======== Source extract

If people don’t like to do something, they simply won’t do it and find another way. Technology has given us the choice to help find these other ways easily. The culture of the world is again changing, much like the industrial revolution brought change to how people lived 250 years ago. Doesn’t mean we’re becoming lazy, it’s just a sign of progress. We can now prioritize the things in life we want to do and let other things with less priority to us get taken care of with just a few swipes on our phones. It’s the time-value of money translated into time-value of quality of life, people want convenience and are willing to pay for it. There are certain services within Citrix Cloud that can make your life as an engineer easier and I’d like to cover one of them today, NetScaler Management and Analytics Service (or NetScaler MA Service for short).

Making life easier

  • Transportation – If I’m traveling, I no longer need to park a car in some mass parking lot in the sun at the airport and get an expensive rental at my destination. Uber and Lyft has given people convenient on-demand rides.
  • Shopping – Amazon Prime gets you everything you can think of at your doorstep in 2 days. Prime Now can get you things in under an hour. I’ve forgotten things and ordered on Prime Now at the airport while boarding and it’s waiting for me at the destination before I even land.

================

Set of tasks »
1) Name every company or service that appears in the two bulleted points under "Making life easier" in the passage on convenience technology.
2) Continue the passage on convenience technology from the point at which it ends.

======== Data supplied

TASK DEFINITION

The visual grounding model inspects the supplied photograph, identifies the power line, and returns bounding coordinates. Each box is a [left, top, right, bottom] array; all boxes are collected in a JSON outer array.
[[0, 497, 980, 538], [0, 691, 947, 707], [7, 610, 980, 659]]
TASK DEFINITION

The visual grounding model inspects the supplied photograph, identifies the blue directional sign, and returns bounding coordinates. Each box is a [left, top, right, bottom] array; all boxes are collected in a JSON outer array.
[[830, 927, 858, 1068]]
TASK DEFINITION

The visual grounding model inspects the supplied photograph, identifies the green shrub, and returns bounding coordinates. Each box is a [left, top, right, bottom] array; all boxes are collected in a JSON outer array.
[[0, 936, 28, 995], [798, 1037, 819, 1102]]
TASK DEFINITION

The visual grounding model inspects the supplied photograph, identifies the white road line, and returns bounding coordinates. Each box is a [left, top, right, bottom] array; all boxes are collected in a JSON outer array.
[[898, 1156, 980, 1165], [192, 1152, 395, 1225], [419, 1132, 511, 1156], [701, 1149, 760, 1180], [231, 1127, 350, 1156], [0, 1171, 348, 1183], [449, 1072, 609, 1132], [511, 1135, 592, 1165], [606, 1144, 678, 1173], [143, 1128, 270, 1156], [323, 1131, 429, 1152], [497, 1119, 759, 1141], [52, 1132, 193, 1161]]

================

Answers to the exercises »
1) Uber, Lyft, Amazon Prime, Prime Now

2)
  • Groceries – Groceries can be ordered online and picked up in the parking lot. Just pop your trunk and an attendant will place them in your vehicle. Some grocery stores even deliver right to your front door.
  • Food – DoorDash, Favor, and UberEATS can get you things from your favorite restaurants anywhere in town. Sit on your patio in your pajamas and enjoy your favorite meal as if the chef just cooked it up in your kitchen.
  • Cars – Cars can be negotiated and purchased online. Then delivered to your driveway straight from port. A technician can do an orientation right then and there in your driveway. Gone is the stress of a dealership visit and endless waiting on people to get around to you.
  • Work – And of course, you can work from anywhere on demand and often times around the more important things in your life, thanks to Citrix enabled workspaces.

I could go on and on about the multitude of on-demand services that empower us to improve the quality of our lives. These services are driven by technology that has pretty much disrupted and reshaped their respective industries. Honestly, you really don’t need to leave your home for much these days as long as you are willing to pay for the convenience. If you do a cost analysis, sure some of these services I just mentioned are slightly more expensive than if you took care of these items using a traditional approach yourself. But examine your life as you use these services. You have more time to live, to spend time with your family, to take up new hobbies, to read a book or watch a movie…it’s the little things worth living life you are now able to do more of. Less stress for you overall and a better quality of life.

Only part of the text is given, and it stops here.